> [Page]:
——

Le nom d’Immortal a été depuis presque dix ans le plus souvent associé aux démêlés judiciaires qui ont opposé d’abord Abbath aux deux autres membres puis finalement ces derniers, Demonaz et Horgh. Un seul album aura résulté de la reformation du groupe en trio en 2007, avant un délitement progressif aboutissant au resserrement du line up autour du seul Demonaz. Sur le plan artistique, cette érosion du personnel semble bénéfique puisque, en retrouvant sa place de guitariste et de compositeur, le musicien signe des albums parmi les meilleurs du groupe : au très bon Northern Chaos God succède cinq ans plus tard un War Against All qui l’est au moins autant. On peut d’autant plus se réjouir de cette évolution qu’elle permet en quelque sorte de voir survivre les deux facettes d’Immortal : celle entre black et heavy/thrash des albums post-Blizzard Beasts marqués par la patte d’Abbath, à travers la carrière solo de celui-ci, et celle des premiers albums marqués par la patte de Demonaz, à travers la nouvelle version d’Immortal.
Alors que le précédent Northern Chaos God était le premier album d’Immortal sans Abbath, War Against All est donc le premier du groupe en tant que one-man band, Demonaz y étant accompagné par les musiciens de session Kevin Kvåle à la batterie et Ice Dale à la basse. Le guitariste entend prouver combien il incarne Immortal en inscrivant ses compositions dans le style qui a été défini sur les premiers albums du groupe. War Against All se place donc dans la droite lignée de son prédécesseur, pour lequel Demonaz avait aussi cherché à ranimer le son classique d’Immortal à la Battles In The North. Le défi est désormais de montrer qu’il est capable de porter seul le nom d’Immortal et ce premier album dans cette configuration y réussit franchement. Après le morceau éponyme intensément brutal qui ouvre l’album avec fracas se succèdent sept morceaux dans le pur style Immortal de Demonaz : violents mais gonflés d’allant, étayés par un riffing inventif et dynamique, et se ménageant ici et là des suspensions atmosphériques.
Il est tentant d’entendre entre les lignes de « War Against All », qui relate une énième bataille dans le royaume de Blashyrkh, une évocation de celles qui ont opposé Demonaz à ses anciens camarades. Même le solo de guitare, vif et bref, semble pressé par ce morceau parmi les plus cinglants et véloces de l’album, chargé de blast beats et de riffs aussi incisifs qu’une pluie de lames et porté par un chant particulièrement âpre et rageur. On retrouve cette approche vindicative sur l’implacable « Immortal » à travers lequel Demonaz semble également mettre un point final aux rivalités en clamant un « I am immortal » en forme de savoureux jeu de mots. L’aspect vocal est d’ailleurs, comme sur Northern Chaos God, une des réussites de l’album, Demonaz délivrant d’agressifs et sinistres abois dans un rendu finalement pas si éloigné de celui d’Abbath.

——

> [Lignes]:
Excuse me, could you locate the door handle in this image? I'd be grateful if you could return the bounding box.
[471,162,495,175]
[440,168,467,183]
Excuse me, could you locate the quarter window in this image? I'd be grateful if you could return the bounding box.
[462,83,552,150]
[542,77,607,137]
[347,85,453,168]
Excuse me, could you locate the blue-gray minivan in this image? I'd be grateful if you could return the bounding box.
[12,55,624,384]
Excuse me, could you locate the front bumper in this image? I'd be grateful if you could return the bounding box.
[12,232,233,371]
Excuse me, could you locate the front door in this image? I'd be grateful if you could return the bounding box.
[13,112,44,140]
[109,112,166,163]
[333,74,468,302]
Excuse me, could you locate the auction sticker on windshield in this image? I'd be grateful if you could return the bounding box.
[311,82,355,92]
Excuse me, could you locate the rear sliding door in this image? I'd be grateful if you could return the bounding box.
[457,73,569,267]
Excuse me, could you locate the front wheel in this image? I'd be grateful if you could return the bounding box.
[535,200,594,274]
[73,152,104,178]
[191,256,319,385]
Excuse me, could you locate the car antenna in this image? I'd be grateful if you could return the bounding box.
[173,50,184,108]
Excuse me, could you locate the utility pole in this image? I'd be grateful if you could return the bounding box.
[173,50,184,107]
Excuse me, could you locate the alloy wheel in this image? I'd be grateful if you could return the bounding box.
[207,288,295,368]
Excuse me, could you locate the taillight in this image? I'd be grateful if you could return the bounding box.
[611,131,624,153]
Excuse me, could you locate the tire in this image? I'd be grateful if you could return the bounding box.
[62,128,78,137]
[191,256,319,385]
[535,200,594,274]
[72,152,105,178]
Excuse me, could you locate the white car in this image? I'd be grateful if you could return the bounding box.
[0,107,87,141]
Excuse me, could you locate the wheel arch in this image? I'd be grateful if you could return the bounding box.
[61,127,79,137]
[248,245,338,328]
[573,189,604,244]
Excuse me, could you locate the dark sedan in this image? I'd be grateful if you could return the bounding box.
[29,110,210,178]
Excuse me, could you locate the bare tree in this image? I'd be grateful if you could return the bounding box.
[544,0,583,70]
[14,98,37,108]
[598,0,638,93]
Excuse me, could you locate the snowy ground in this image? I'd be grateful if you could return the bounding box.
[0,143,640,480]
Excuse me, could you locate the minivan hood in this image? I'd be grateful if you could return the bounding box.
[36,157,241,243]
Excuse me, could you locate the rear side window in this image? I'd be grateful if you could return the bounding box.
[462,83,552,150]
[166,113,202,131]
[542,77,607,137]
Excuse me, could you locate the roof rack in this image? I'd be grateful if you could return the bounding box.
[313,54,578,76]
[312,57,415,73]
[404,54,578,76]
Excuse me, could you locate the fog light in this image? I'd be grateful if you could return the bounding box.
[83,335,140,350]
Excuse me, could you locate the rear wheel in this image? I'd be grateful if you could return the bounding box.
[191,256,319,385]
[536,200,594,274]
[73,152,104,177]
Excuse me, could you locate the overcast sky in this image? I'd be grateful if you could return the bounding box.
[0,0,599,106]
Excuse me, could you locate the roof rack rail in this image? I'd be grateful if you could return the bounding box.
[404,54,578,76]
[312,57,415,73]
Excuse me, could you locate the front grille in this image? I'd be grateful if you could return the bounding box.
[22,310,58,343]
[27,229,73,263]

——

> [Objectif A]:
D'après la page, répondez brièvement :
(i) En quelle année Immortal s'est-il reformé en trio ?
(ii) Quel musicien de session tient la batterie sur War Against All ?
(iii) Dans quel royaume se déroule la bataille relatée par le morceau « War Against All » ?
> [Objectif B]:
Reproduisez le passage de la page qui commence aux mots « Il est tentant » et s'arrête après « de celui d’Abbath. ».

> [Corrigé détaillé A]:
(i) En 2007.
(ii) Kevin Kvåle.
(iii) Dans le royaume de Blashyrkh.

> [Corrigé détaillé B]:
Il est tentant d’entendre entre les lignes de « War Against All », qui relate une énième bataille dans le royaume de Blashyrkh, une évocation de celles qui ont opposé Demonaz à ses anciens camarades. Même le solo de guitare, vif et bref, semble pressé par ce morceau parmi les plus cinglants et véloces de l’album, chargé de blast beats et de riffs aussi incisifs qu’une pluie de lames et porté par un chant particulièrement âpre et rageur. On retrouve cette approche vindicative sur l’implacable « Immortal » à travers lequel Demonaz semble également mettre un point final aux rivalités en clamant un « I am immortal » en forme de savoureux jeu de mots. L’aspect vocal est d’ailleurs, comme sur Northern Chaos God, une des réussites de l’album, Demonaz délivrant d’agressifs et sinistres abois dans un rendu finalement pas si éloigné de celui d’Abbath.